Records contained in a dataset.
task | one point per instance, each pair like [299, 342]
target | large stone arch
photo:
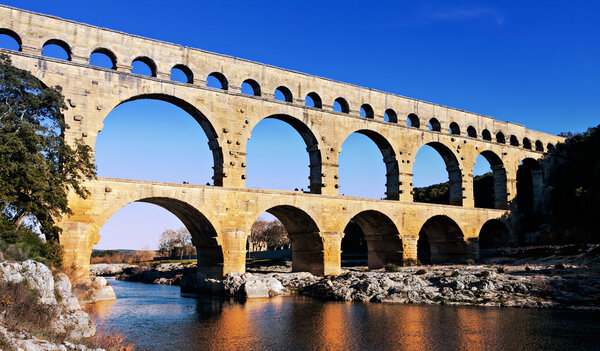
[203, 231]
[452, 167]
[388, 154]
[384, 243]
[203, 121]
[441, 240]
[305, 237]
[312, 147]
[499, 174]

* * *

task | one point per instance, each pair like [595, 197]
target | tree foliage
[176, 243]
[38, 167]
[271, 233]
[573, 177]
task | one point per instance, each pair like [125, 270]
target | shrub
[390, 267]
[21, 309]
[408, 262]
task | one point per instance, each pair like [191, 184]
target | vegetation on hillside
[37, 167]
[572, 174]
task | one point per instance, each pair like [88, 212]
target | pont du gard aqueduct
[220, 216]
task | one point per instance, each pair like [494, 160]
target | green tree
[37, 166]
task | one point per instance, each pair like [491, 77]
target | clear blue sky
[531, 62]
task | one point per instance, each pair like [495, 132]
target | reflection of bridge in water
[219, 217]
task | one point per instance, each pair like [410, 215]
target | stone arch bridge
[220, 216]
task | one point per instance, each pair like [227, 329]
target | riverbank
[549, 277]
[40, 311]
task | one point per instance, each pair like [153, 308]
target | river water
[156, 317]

Task details.
Check each line of the entries above for the string "point", and return those that contain it.

Output below.
task | one point per instance, each pair like [299, 342]
task | one point per instance, each pair like [595, 197]
task | one point per instance, each pair like [125, 270]
task | one point per instance, each pair like [191, 184]
task | one point per instance, each pair like [88, 212]
task | one point per instance, each pair like [494, 160]
task | one point per instance, each pair like [491, 77]
task | one point per instance, each pair like [495, 132]
task | one point per instance, each pair like [410, 215]
task | one point per instance, each pair like [227, 329]
task | one point per instance, each pair like [153, 308]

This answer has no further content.